▸ **PROBLEM REQUIREMENTS**: From the first line to the last, write out the data below exactly.

▸ **ENTRIES SUPPLIED**:

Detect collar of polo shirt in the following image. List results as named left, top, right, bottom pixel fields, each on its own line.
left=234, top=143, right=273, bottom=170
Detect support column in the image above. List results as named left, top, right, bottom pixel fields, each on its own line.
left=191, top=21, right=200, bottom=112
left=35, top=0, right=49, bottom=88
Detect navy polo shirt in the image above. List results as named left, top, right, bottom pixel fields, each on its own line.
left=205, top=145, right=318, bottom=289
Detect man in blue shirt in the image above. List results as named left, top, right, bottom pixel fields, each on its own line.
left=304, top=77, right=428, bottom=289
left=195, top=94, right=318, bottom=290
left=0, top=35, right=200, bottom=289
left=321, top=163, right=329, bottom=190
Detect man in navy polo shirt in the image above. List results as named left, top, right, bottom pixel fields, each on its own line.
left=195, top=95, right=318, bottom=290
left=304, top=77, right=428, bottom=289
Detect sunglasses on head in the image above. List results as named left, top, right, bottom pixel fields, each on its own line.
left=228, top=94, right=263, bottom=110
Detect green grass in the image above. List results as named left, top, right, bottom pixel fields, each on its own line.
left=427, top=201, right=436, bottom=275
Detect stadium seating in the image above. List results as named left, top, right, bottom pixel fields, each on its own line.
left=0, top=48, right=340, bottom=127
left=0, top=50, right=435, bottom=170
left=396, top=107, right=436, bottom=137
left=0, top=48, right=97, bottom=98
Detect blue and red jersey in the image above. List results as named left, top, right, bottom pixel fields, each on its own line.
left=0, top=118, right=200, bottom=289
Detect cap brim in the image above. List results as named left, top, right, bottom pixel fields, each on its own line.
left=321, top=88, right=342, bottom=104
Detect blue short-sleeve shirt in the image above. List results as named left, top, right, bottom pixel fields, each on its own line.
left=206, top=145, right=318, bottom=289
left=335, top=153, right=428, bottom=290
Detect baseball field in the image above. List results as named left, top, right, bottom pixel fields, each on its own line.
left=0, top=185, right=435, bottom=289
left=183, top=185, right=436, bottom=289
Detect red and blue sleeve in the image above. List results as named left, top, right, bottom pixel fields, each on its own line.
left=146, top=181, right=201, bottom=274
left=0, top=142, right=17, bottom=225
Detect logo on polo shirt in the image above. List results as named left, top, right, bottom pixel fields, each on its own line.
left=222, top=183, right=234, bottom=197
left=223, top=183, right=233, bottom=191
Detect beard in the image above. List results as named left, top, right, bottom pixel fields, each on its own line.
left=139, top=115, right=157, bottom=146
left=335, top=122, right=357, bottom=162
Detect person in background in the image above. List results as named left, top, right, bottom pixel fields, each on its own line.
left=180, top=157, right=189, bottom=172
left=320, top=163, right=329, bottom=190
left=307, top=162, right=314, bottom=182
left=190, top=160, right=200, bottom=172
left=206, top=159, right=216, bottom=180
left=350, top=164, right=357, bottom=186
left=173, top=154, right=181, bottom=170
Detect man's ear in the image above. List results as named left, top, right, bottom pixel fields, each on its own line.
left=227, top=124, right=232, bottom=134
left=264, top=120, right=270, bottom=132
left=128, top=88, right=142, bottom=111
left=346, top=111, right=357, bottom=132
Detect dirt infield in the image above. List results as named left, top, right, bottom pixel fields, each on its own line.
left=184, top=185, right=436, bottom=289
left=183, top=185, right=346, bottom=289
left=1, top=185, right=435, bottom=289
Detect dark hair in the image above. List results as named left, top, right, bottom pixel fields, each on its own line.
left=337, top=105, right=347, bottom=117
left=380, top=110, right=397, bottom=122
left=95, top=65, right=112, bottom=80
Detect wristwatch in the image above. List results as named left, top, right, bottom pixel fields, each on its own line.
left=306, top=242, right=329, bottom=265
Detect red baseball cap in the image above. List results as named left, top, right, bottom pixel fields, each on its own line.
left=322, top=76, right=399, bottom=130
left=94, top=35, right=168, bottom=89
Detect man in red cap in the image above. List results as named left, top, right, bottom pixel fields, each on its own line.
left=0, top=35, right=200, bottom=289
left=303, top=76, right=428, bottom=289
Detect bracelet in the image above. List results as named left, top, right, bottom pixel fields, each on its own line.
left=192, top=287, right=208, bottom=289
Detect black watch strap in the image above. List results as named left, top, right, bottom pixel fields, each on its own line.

▸ **TASK RESPONSE**:
Detect collar of polo shirt in the following image. List results as named left, top, right, bottom pixel fields, each on its own line.
left=234, top=143, right=273, bottom=170
Detect support column in the image above. List results as named left, top, right, bottom pixel fields, each on its own line.
left=191, top=21, right=200, bottom=112
left=35, top=0, right=49, bottom=88
Detect navy polo shirt in the image above. List results as named left, top, right, bottom pixel fields, each on its own line.
left=205, top=145, right=318, bottom=289
Detect man in blue shirt in the image above. List results as named left, top, right, bottom pixel fields, each on its own line.
left=304, top=77, right=428, bottom=289
left=195, top=94, right=318, bottom=290
left=0, top=35, right=200, bottom=289
left=321, top=163, right=329, bottom=190
Detect man in navy polo shirt in the image above. List results as named left, top, right, bottom pixel fields, each on its own line.
left=195, top=95, right=318, bottom=290
left=304, top=77, right=428, bottom=289
Detect sunglasses on head in the image above. List results as named left, top, right, bottom pixel fields, each on its own line.
left=228, top=94, right=263, bottom=110
Detect green grass in the image above. List results as named left, top, right, bottom pixel fields, each on its own line.
left=427, top=201, right=436, bottom=275
Detect stadium seating in the image above. List results as named left, top, right, bottom pixel fields, each on its own line.
left=0, top=48, right=340, bottom=127
left=0, top=50, right=435, bottom=170
left=396, top=107, right=436, bottom=137
left=0, top=48, right=97, bottom=98
Detect blue and red jersey in the image above. List results as named left, top, right, bottom pixel fields, each on its own line.
left=0, top=118, right=200, bottom=289
Detect cap brim in the image above. List results as named left, top, right, bottom pixel fields, each on its own line.
left=321, top=88, right=342, bottom=104
Detect blue short-sleeve shirt in the image above. List results as named left, top, right, bottom pixel fields, each on its own line.
left=206, top=145, right=318, bottom=289
left=335, top=153, right=428, bottom=290
Detect baseball field in the image above. List results as named left, top, right, bottom pixel fields, each on its own line.
left=0, top=185, right=435, bottom=289
left=183, top=185, right=436, bottom=289
Detect red and blue sleeve in the image above. List results as named left, top, right, bottom pixel fields, each on its own line.
left=146, top=181, right=201, bottom=274
left=0, top=142, right=17, bottom=225
Detect logo on polo shirt in the image above. List results as named left, top, right, bottom pixel fields, each on its own line.
left=222, top=183, right=234, bottom=197
left=223, top=183, right=233, bottom=191
Detect beard in the image above. List results as named left, top, right, bottom pixel fields, each on its own line.
left=139, top=115, right=157, bottom=146
left=335, top=122, right=357, bottom=162
Detect person in background in the image above. List results as named left, top, right, bottom pixel fields, each on its own line.
left=180, top=157, right=189, bottom=172
left=320, top=163, right=329, bottom=190
left=307, top=162, right=314, bottom=182
left=190, top=160, right=200, bottom=172
left=206, top=159, right=216, bottom=180
left=350, top=164, right=357, bottom=186
left=173, top=154, right=181, bottom=170
Detect man's ear in the image above. List results as named left, top, right, bottom pixel fields, each on its own line.
left=227, top=124, right=232, bottom=134
left=264, top=120, right=270, bottom=132
left=128, top=88, right=142, bottom=111
left=346, top=111, right=357, bottom=132
Detect dirt infield in the image above. List results as named left, top, right, bottom pixel fields, each on its own line.
left=184, top=185, right=436, bottom=289
left=183, top=185, right=346, bottom=289
left=1, top=185, right=435, bottom=289
Detect dark hair in the image above. List results as named left, top, right, bottom pixel fields, each on its own line.
left=337, top=105, right=347, bottom=117
left=380, top=110, right=397, bottom=122
left=95, top=65, right=112, bottom=80
Detect wristwatch in the image above. List results as named left, top, right, bottom pixel fields, each on its own line.
left=306, top=242, right=329, bottom=265
Detect red baseball cap in the image above. List results as named left, top, right, bottom pixel fields, each on its own line.
left=322, top=76, right=399, bottom=130
left=94, top=35, right=168, bottom=89
Detect man in red cap in the image above. List results as named left, top, right, bottom pixel fields, each on its own line.
left=0, top=35, right=200, bottom=289
left=303, top=76, right=428, bottom=289
Detect bracelet in the image above. List results as named left, top, right, bottom pixel fields, each on its own line.
left=192, top=287, right=208, bottom=289
Detect black watch strap in the image above. List results as named left, top, right, bottom pixel fields, each on its own line.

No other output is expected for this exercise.